- _Your task_:
Convert every line of the items below into a JSON list of strings, one string per line, with blank lines skipped and the pictures left out.

- _Raw data_:
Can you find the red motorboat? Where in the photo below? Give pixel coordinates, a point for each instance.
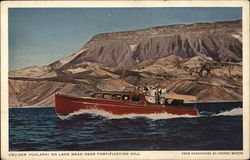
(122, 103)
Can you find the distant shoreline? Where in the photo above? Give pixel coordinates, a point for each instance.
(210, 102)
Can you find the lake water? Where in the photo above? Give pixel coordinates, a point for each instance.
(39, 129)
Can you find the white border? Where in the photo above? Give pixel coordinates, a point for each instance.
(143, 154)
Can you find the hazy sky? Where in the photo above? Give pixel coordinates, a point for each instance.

- _Finished answer_:
[
  "Can you find the red motorboat? Where in the photo below? Give pixel coordinates, a point for each instance.",
  "(122, 103)",
  "Can you find the distant shoreline? Where in the photo above? Give pixel coordinates, a point for each instance.",
  "(210, 102)",
  "Can you find the lake water? Where in the photo above? Give pixel coordinates, a point for each instance.",
  "(39, 129)",
  "Can you find the white border? Where in the photo above? Give pixel coordinates, a point for each instance.",
  "(143, 154)",
  "Can you find the hazy sky? Where in the photo above? Give pixel coordinates, a point for each instance."
]